*Problems and tasks*:
**1)** In the text on the Great Barrington Declaration, who wrote about Google censoring it, and in which publication?
**2)** Pick up the text on the Great Barrington Declaration after its last sentence and carry it forward.

*Document segment*:
=-=-=-=-=

Blind conformity to public opinion is also evident when analysts recommend mask mandates after admitting that they “may be far from enough to prevent an increase in new infections.” Although the evidence does not support containment measures such as mask mandates and lockdowns, they remain quite popular among the intelligentsia. However, this pattern is consistent with the parasitic stress theory. To some, the costs of tolerating dissent in an environment compatible with diseases are too onerous, so contrarians are usually viewed as a threat to society. Therefore, in the era of Covid-19 ideas in opposition to the prevailing orthodoxy will be neutered.

For instance, writing in The Spiked Magazine, Fraser Myers exposes Google for censoring the Great Barrington Declaration:

The Great Barrington Declaration was spearheaded by Martin Kulldorff from Harvard Medical School, Sunetra Gupta from Oxford University and Jay Bhattacharya from Stanford University Medical School. The declaration was bound to cause controversy for going against the global political consensus, which holds that lockdowns are key to minimising mortality from Covid-19. Instead, the signatories argue that younger people, who face minimal risk from the virus, should be able to go about their lives unimpeded, while resources are devoted to protecting the most vulnerable. But for making this argument, the declaration has been censored. Tech giant Google has decided that the view of these scientists should be covered up. Most users in English-speaking countries, when they google ‘Great Barrington Declaration’, will not be directed to the declaration itself but to articles that are critical of the declaration—and some that amount to little more than smears of the signatories.

=-=-=-=-=

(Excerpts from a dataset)
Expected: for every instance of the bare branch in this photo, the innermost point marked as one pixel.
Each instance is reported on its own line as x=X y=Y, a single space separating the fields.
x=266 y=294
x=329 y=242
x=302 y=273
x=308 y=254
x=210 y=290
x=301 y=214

=-=-=-=-=

*Task-by-task results*:
**1)** Fraser Myers, writing in The Spiked Magazine.

**2)**
Moreover, numerous examples suggest that Covid-19 is being leveraged as a justification for authoritarianism. Consider the insightful observation of Steven Simon in an article for the journal Survival:

In illuminating COVID-19’s utility for power-grabbers, observers have tended to point to three cases: Israel, Hungary and the Philippines. In Israel, Prime Minister Benjamin Netanyahu has been accused of manipulating pandemic fears to delay his prosecution on corruption charges by shuttering the courts, hamstringing his centrist opponent, Benjamin Gantz, and intensifying electronic surveillance of Israeli society. In Hungary, Prime Minister Viktor Orbán has cited the crisis to extract from a right-leaning legislature remarkably broad powers to suppress dissent. And in the Philippines, President Rodrigo Duterte, after mishandling the response to the pandemic, has moved to quash criticism and harshly imposed quarantine and curfew rules, ordering that violators be shot dead.

Similarly, as Zmigrod et al. (2020) remind us, the changes wrought by pandemics are often long term: “Historical pathogen prevalence still predicts contemporary ideological attitudes, and so if Covid-19 elevates the allure of authoritarian ideologies, the effects could be long-lasting.” Covid-19 has nurtured authoritarian sentiments, and the residues will remain long after we have discovered a vaccine. Based on the present environment, measures may become more stringent. Therefore, the only option available to proponents of liberty is to be a bulwark against tyranny by strongly opposing the violations of human rights in the name of preventing Covid-19.